» Task goal
Starting at the top of the data and stopping after the line that contains "positive clicks: (147, 188) (152, 222)", rewrite those lines with "clicks" changed to "taps" and nothing else altered.

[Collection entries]
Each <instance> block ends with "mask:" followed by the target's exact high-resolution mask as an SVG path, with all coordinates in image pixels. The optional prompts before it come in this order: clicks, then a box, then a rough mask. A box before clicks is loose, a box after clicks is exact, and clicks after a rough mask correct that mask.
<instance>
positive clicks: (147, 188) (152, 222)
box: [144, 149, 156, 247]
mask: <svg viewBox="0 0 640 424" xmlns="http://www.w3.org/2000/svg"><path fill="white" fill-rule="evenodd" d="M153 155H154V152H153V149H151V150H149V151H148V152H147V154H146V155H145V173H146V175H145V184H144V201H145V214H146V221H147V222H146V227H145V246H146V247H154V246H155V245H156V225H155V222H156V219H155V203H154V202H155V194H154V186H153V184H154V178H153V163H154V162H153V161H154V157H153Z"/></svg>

» Result
Each <instance> block ends with "mask:" followed by the target's exact high-resolution mask as an SVG path, with all coordinates in image pixels. The optional prompts before it come in this order: taps, then a box, then a rough mask. A box before taps is loose, a box after taps is exact, and taps after a rough mask correct that mask.
<instance>
positive taps: (147, 188) (152, 222)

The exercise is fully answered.